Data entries
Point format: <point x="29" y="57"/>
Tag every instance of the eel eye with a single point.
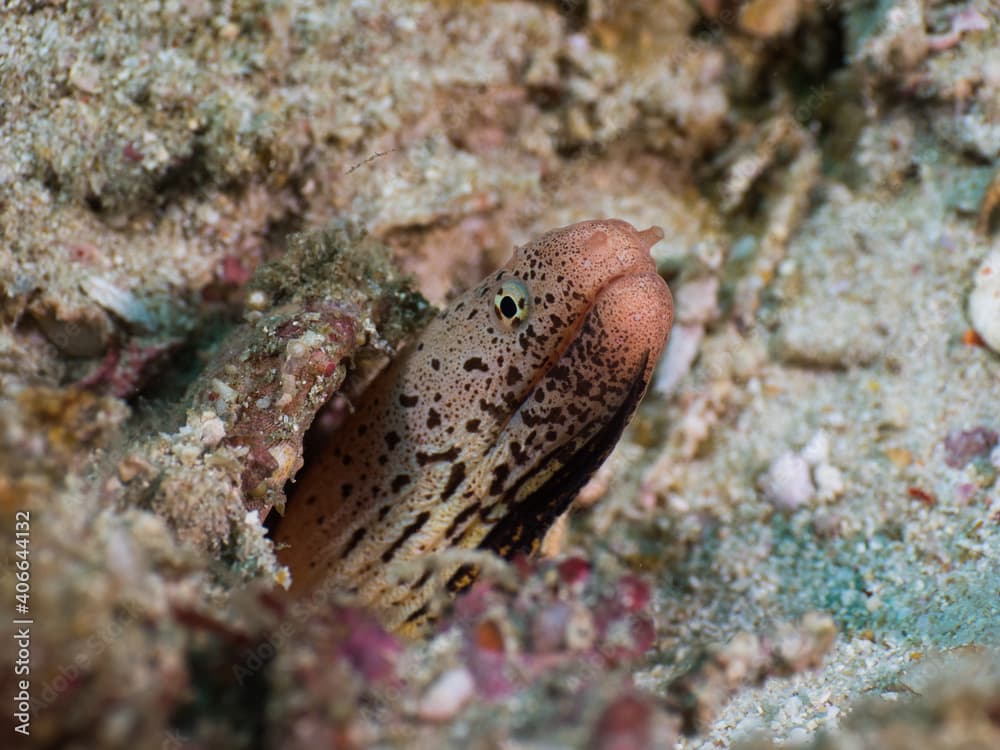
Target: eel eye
<point x="511" y="303"/>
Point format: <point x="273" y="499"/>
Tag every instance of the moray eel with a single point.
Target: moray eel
<point x="480" y="434"/>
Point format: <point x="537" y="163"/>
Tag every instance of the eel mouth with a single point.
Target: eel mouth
<point x="598" y="380"/>
<point x="642" y="266"/>
<point x="521" y="529"/>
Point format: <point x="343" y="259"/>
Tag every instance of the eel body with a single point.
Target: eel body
<point x="480" y="434"/>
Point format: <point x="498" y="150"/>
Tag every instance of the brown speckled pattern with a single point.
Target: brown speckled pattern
<point x="482" y="432"/>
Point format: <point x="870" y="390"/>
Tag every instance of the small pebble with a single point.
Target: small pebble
<point x="446" y="697"/>
<point x="984" y="302"/>
<point x="787" y="483"/>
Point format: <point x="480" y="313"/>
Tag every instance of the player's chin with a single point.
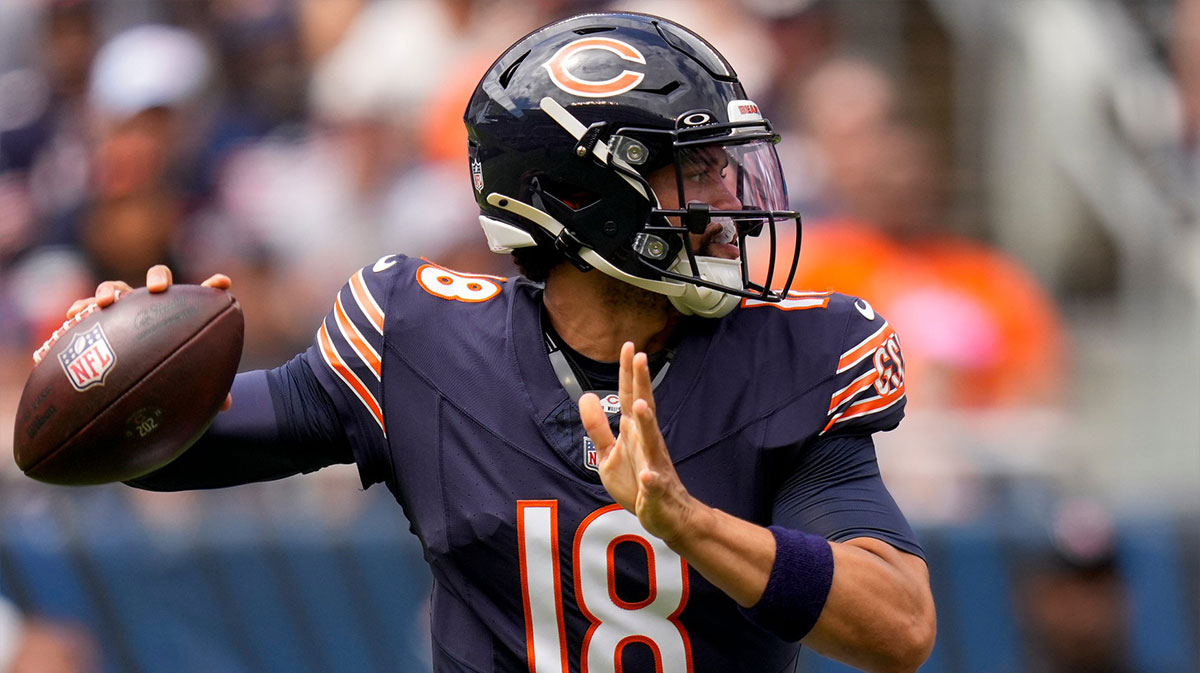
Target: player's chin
<point x="721" y="251"/>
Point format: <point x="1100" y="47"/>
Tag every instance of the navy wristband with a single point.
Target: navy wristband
<point x="798" y="584"/>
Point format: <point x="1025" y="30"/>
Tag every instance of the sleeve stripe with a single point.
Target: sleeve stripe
<point x="865" y="407"/>
<point x="348" y="377"/>
<point x="856" y="386"/>
<point x="868" y="346"/>
<point x="358" y="342"/>
<point x="366" y="301"/>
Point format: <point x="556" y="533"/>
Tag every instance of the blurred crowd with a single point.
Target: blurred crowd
<point x="288" y="142"/>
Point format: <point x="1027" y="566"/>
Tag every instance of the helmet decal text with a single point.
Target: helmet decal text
<point x="564" y="79"/>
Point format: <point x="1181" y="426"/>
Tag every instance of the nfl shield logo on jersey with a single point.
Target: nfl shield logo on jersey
<point x="88" y="359"/>
<point x="591" y="458"/>
<point x="611" y="403"/>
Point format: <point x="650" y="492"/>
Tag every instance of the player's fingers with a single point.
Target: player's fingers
<point x="643" y="388"/>
<point x="109" y="292"/>
<point x="652" y="446"/>
<point x="595" y="422"/>
<point x="219" y="281"/>
<point x="625" y="377"/>
<point x="159" y="277"/>
<point x="79" y="305"/>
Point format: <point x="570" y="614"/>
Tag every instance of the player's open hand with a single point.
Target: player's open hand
<point x="635" y="466"/>
<point x="159" y="278"/>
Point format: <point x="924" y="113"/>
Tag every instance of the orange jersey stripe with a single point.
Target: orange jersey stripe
<point x="366" y="301"/>
<point x="357" y="340"/>
<point x="865" y="348"/>
<point x="348" y="377"/>
<point x="856" y="386"/>
<point x="867" y="407"/>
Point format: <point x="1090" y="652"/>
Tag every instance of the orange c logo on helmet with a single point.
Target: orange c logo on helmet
<point x="591" y="88"/>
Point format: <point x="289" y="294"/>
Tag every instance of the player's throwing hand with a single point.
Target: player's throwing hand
<point x="635" y="466"/>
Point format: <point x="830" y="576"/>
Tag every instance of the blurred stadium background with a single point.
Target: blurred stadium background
<point x="1013" y="184"/>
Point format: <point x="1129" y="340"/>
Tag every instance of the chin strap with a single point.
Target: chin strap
<point x="708" y="302"/>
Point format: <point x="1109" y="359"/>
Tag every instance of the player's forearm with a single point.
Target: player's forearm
<point x="735" y="554"/>
<point x="880" y="612"/>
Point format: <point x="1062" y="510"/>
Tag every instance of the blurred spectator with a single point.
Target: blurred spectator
<point x="43" y="131"/>
<point x="142" y="86"/>
<point x="977" y="329"/>
<point x="1072" y="598"/>
<point x="43" y="646"/>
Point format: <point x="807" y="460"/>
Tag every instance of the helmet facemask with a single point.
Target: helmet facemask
<point x="721" y="184"/>
<point x="600" y="139"/>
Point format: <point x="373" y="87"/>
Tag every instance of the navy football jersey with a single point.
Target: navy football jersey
<point x="447" y="394"/>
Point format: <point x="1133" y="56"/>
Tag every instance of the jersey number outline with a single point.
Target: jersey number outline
<point x="455" y="286"/>
<point x="616" y="623"/>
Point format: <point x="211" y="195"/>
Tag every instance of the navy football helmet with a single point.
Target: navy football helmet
<point x="611" y="137"/>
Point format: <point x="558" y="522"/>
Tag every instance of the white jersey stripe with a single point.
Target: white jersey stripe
<point x="358" y="342"/>
<point x="339" y="366"/>
<point x="844" y="416"/>
<point x="366" y="301"/>
<point x="853" y="353"/>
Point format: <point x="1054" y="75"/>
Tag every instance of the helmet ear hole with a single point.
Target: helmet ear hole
<point x="571" y="197"/>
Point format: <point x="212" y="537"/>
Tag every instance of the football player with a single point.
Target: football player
<point x="634" y="456"/>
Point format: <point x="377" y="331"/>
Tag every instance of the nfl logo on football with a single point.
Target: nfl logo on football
<point x="591" y="460"/>
<point x="88" y="359"/>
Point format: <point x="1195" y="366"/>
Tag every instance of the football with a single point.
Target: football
<point x="121" y="391"/>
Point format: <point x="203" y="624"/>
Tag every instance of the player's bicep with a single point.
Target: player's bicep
<point x="837" y="492"/>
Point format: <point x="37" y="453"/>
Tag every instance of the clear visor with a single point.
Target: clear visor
<point x="729" y="178"/>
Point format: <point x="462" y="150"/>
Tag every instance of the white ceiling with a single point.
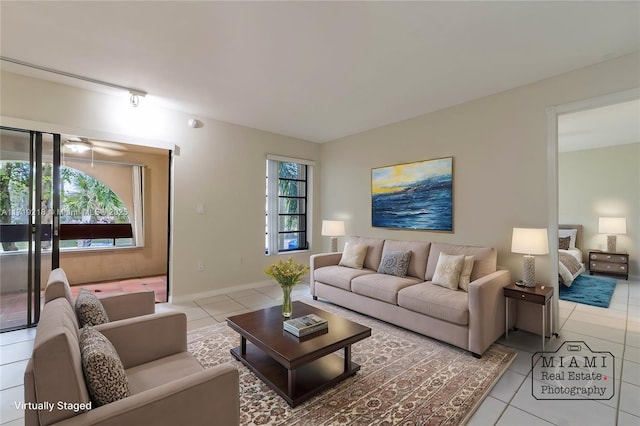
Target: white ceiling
<point x="617" y="124"/>
<point x="316" y="70"/>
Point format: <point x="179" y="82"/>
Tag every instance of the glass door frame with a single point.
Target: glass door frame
<point x="37" y="232"/>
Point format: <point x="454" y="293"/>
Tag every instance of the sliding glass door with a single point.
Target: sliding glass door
<point x="29" y="206"/>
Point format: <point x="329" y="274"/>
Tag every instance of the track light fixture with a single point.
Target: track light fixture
<point x="134" y="99"/>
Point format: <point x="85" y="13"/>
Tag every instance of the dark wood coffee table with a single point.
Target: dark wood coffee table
<point x="297" y="368"/>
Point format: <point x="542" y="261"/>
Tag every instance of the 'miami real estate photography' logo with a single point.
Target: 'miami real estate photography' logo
<point x="573" y="371"/>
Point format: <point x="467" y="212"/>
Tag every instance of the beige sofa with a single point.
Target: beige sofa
<point x="167" y="386"/>
<point x="471" y="320"/>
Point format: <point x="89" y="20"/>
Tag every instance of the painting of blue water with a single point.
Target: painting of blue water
<point x="413" y="196"/>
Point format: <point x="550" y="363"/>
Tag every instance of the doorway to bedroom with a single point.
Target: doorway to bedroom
<point x="598" y="179"/>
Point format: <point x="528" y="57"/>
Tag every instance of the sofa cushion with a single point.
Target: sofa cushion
<point x="89" y="309"/>
<point x="448" y="270"/>
<point x="419" y="254"/>
<point x="353" y="255"/>
<point x="103" y="370"/>
<point x="437" y="302"/>
<point x="56" y="360"/>
<point x="339" y="276"/>
<point x="381" y="287"/>
<point x="485" y="258"/>
<point x="374" y="250"/>
<point x="159" y="372"/>
<point x="465" y="275"/>
<point x="395" y="263"/>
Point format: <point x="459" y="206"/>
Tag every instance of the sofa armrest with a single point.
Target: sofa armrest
<point x="129" y="305"/>
<point x="324" y="259"/>
<point x="319" y="261"/>
<point x="205" y="398"/>
<point x="147" y="338"/>
<point x="486" y="310"/>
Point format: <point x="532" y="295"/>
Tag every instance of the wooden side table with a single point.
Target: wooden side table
<point x="540" y="295"/>
<point x="607" y="263"/>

--- Work instructions ---
Print all of the entries word for word. Skip any images they contain.

--- Response to this exercise ---
Point format: <point x="29" y="57"/>
Tag every instance of the eel eye with a single point.
Target: eel eye
<point x="511" y="303"/>
Point format: <point x="273" y="499"/>
Tag every instance of the moray eel with a single point.
Target: moray eel
<point x="480" y="434"/>
Point format: <point x="537" y="163"/>
Tag every instance of the eel mouth with a single point.
Target: eel mouth
<point x="598" y="380"/>
<point x="642" y="266"/>
<point x="521" y="529"/>
Point format: <point x="343" y="259"/>
Tag every instance of the eel body with a single point.
Target: eel body
<point x="480" y="434"/>
Point format: <point x="498" y="150"/>
Tag every instance of the brown speckled pattern with a single point.
Target: brown speckled pattern
<point x="482" y="432"/>
Point format: <point x="870" y="390"/>
Tag every instance of the small pebble with a single point.
Target: small pebble
<point x="446" y="697"/>
<point x="984" y="302"/>
<point x="787" y="483"/>
Point format: <point x="480" y="313"/>
Tag every instance of the player's chin with a single point.
Target: player's chin
<point x="721" y="251"/>
Point format: <point x="1100" y="47"/>
Tag every instance of the navy wristband with a single point.
Target: navy wristband
<point x="798" y="584"/>
Point format: <point x="1025" y="30"/>
Tag every instance of the sleeve stripe with a single point.
Target: sleeve stripe
<point x="865" y="407"/>
<point x="348" y="377"/>
<point x="856" y="386"/>
<point x="868" y="346"/>
<point x="358" y="342"/>
<point x="366" y="301"/>
Point format: <point x="556" y="533"/>
Tag every instance of the blurred crowd with a single point.
Target: blurred crowd
<point x="288" y="142"/>
Point format: <point x="1027" y="566"/>
Tag every instance of the helmet decal text with a single point.
Target: helmet decal text
<point x="564" y="79"/>
Point format: <point x="1181" y="426"/>
Tag every instance of the nfl shield logo on jersey with a single point.
Target: nfl shield logo on jersey
<point x="88" y="359"/>
<point x="591" y="458"/>
<point x="611" y="403"/>
Point format: <point x="650" y="492"/>
Tag every instance of the player's fingers with a single point.
Target: player's fingers
<point x="643" y="388"/>
<point x="109" y="292"/>
<point x="652" y="446"/>
<point x="595" y="422"/>
<point x="219" y="281"/>
<point x="625" y="377"/>
<point x="159" y="277"/>
<point x="79" y="305"/>
Point format: <point x="570" y="614"/>
Tag every instance of the player's open hand with a single point.
Target: player's open hand
<point x="635" y="466"/>
<point x="159" y="278"/>
Point format: <point x="924" y="113"/>
Tag every instance of the orange jersey stripe with a single point.
Target: orange jersey stripe
<point x="366" y="301"/>
<point x="357" y="340"/>
<point x="865" y="348"/>
<point x="348" y="377"/>
<point x="856" y="386"/>
<point x="867" y="407"/>
Point format: <point x="1090" y="652"/>
Tag every instance of the orange c logo on helmet with a single point.
Target: orange c logo on helmet
<point x="591" y="88"/>
Point format: <point x="289" y="294"/>
Tag every instance of the player's throwing hand with a single point.
Target: player's throwing hand
<point x="635" y="466"/>
Point format: <point x="830" y="576"/>
Tag every instance of the blurred stadium background with a single point.
Target: blurred stadium background
<point x="1013" y="184"/>
Point format: <point x="1129" y="340"/>
Tag every instance of the chin strap with a single point.
Target: chin strap
<point x="708" y="302"/>
Point format: <point x="1109" y="359"/>
Tag every instance of the player's forearm with a single point.
Target: player's forearm
<point x="735" y="554"/>
<point x="880" y="612"/>
Point format: <point x="1062" y="510"/>
Tag every instance of the blurred spectator with a single point.
Target: blurred spectator
<point x="43" y="131"/>
<point x="142" y="86"/>
<point x="977" y="329"/>
<point x="1072" y="598"/>
<point x="43" y="646"/>
Point format: <point x="807" y="460"/>
Tag every instance of the helmet facemask with a single point.
Target: helmet facemask
<point x="721" y="184"/>
<point x="600" y="139"/>
Point format: <point x="373" y="87"/>
Tag every instance of the navy football jersey with a single point.
Target: navy football jersey
<point x="447" y="394"/>
Point format: <point x="1133" y="56"/>
Tag every instance of the jersey number outline with a single point.
Target: jersey number outline
<point x="455" y="286"/>
<point x="616" y="623"/>
Point format: <point x="211" y="195"/>
Tag every instance of the navy football helmet with a single point.
Target: navy football helmet
<point x="611" y="137"/>
Point format: <point x="558" y="522"/>
Tag every instance of the white jersey stripe with a single point.
Target: white jersey stripe
<point x="358" y="342"/>
<point x="339" y="366"/>
<point x="844" y="416"/>
<point x="366" y="301"/>
<point x="853" y="353"/>
Point format: <point x="1054" y="75"/>
Tag every instance of the helmet ear hole with a single point.
Target: helmet ear hole
<point x="571" y="197"/>
Point format: <point x="212" y="537"/>
Tag every instance of the football player with a single point.
Target: football player
<point x="634" y="456"/>
Point format: <point x="377" y="331"/>
Tag every instance of the nfl logo on football with a single point.
Target: nfl logo on football
<point x="591" y="460"/>
<point x="88" y="359"/>
Point format: <point x="1195" y="366"/>
Tag every instance of the football with a single point.
Target: football
<point x="121" y="391"/>
Point format: <point x="203" y="624"/>
Tag every instance of the player's bicep with a single point.
Target: player's bicep
<point x="837" y="492"/>
Point format: <point x="37" y="453"/>
Tag every instance of the clear visor with a single point.
Target: clear visor
<point x="729" y="178"/>
Point format: <point x="462" y="150"/>
Tag every instance of the white ceiling with a single point.
Target: white ceiling
<point x="617" y="124"/>
<point x="316" y="70"/>
Point format: <point x="179" y="82"/>
Tag every instance of the glass door frame with a single point.
Target: glass door frame
<point x="37" y="232"/>
Point format: <point x="454" y="293"/>
Tag every instance of the sliding glass door with a single point.
Target: sliding glass door
<point x="29" y="206"/>
Point format: <point x="329" y="274"/>
Tag every instance of the track light fixture with a single point.
Target: track light fixture
<point x="134" y="99"/>
Point format: <point x="85" y="13"/>
Tag every instance of the dark wood coffee table with a single point.
Target: dark wood coffee table
<point x="297" y="368"/>
Point format: <point x="542" y="261"/>
Tag every instance of the 'miami real estate photography' logo with a single point.
Target: 'miami real estate photography' logo
<point x="573" y="371"/>
Point format: <point x="467" y="212"/>
Tag every instance of the beige sofa with a single point.
Target: beige sofa
<point x="167" y="386"/>
<point x="471" y="320"/>
Point format: <point x="89" y="20"/>
Tag every instance of the painting of blue water with a single point.
Target: painting of blue water
<point x="413" y="196"/>
Point format: <point x="550" y="363"/>
Tag every instance of the doorway to bedroom with a single point.
Target: doorway to bedroom
<point x="598" y="179"/>
Point format: <point x="528" y="57"/>
Tag every instance of the sofa cushion with a single point.
Target: sofa cushion
<point x="89" y="309"/>
<point x="448" y="270"/>
<point x="419" y="254"/>
<point x="353" y="255"/>
<point x="103" y="370"/>
<point x="437" y="302"/>
<point x="56" y="360"/>
<point x="339" y="276"/>
<point x="381" y="287"/>
<point x="485" y="258"/>
<point x="374" y="250"/>
<point x="159" y="372"/>
<point x="465" y="275"/>
<point x="395" y="263"/>
Point format: <point x="459" y="206"/>
Tag every instance of the sofa armrest with a single point.
Target: sofa armrest
<point x="129" y="305"/>
<point x="324" y="259"/>
<point x="319" y="261"/>
<point x="205" y="398"/>
<point x="147" y="338"/>
<point x="486" y="310"/>
Point format: <point x="532" y="295"/>
Tag every instance of the wooden side table with a single point.
Target: wooden side table
<point x="540" y="295"/>
<point x="607" y="263"/>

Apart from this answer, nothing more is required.